Page extract
::::
2. This petition has been resisted by the Union of India- respondent No. 1 herein, contending, inter alia, in the affidavit-in-reply filed on its behalf by one Mr. P.J. Pohowalla, who happens to be Assistant Collector of Central Excise, Surat, that according to the opinion of the Chief Chemist, the product of the petitioner-firm is in the form of a white cotton fabrics on one side of which is an uneven coating of polythene plastic material, the percentage of which is 37,1 (approximately) and the rest being cotton fabric and the sample thereof did not pass the laboratory test for water proofness, and it was, therefore, validly classified as a product subject to the duty under Item No. 19 (III) of the aforesaid Schedule. It was admitted in the said affidavit-in-reply that the petitioners had preferred an appeal before the 3rd respondent, but since it stood transferred to the Appellate Collector, Bombay, it was necessary for the petitioners to have approached the said authority for his decision instead of preferring this petition. The Union of India has denied that the petitioners' product is known in the market as, fabrics coated with artificial plastic material.
::::
Material
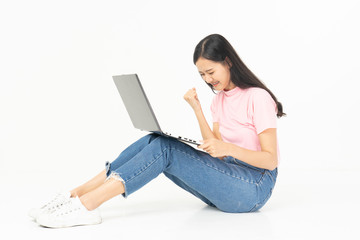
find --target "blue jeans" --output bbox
[106,134,277,213]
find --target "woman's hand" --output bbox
[198,138,230,158]
[184,88,201,111]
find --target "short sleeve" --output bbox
[210,95,219,123]
[252,89,277,134]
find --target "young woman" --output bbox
[30,34,285,227]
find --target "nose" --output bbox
[204,74,212,83]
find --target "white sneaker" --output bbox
[29,192,71,219]
[36,197,102,228]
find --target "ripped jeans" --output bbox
[106,134,277,213]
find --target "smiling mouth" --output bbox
[211,81,220,87]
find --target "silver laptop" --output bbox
[113,74,200,145]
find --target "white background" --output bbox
[0,0,360,238]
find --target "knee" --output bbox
[216,202,254,213]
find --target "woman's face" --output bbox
[195,57,236,91]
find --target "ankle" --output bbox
[79,196,98,211]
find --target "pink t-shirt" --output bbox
[211,87,277,151]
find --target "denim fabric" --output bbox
[106,134,277,213]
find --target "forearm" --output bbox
[227,143,278,170]
[194,108,216,140]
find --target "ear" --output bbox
[225,57,232,68]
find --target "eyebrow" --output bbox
[199,68,214,73]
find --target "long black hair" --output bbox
[193,34,286,118]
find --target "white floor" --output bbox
[0,169,360,240]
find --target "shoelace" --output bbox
[41,193,70,212]
[51,199,81,216]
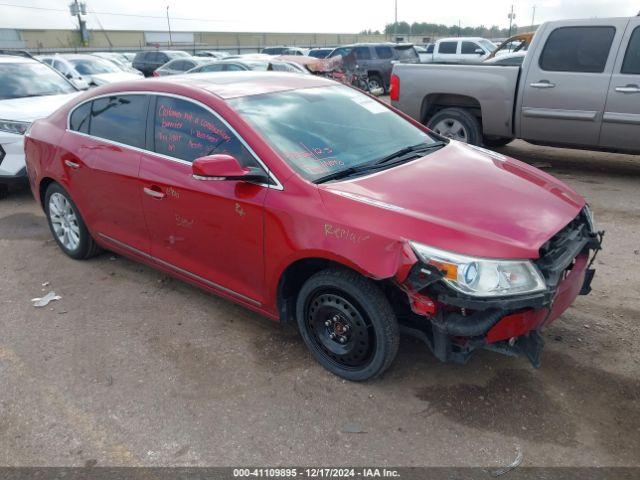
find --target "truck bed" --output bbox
[392,64,520,137]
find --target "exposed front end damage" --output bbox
[400,209,604,368]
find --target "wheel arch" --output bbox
[276,253,384,324]
[420,93,482,126]
[38,177,55,210]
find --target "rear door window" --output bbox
[375,47,393,60]
[354,47,371,60]
[154,96,258,167]
[438,42,458,55]
[395,47,418,60]
[89,95,149,148]
[620,27,640,75]
[69,102,92,133]
[540,26,616,73]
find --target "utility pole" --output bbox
::::
Exercise prompt
In the court excerpt, who filed the affidavit-in-reply for the Union of India, and what post did that person hold?

Solved exercise
Mr. P.J. Pohowalla, Assistant Collector of Central Excise, Surat.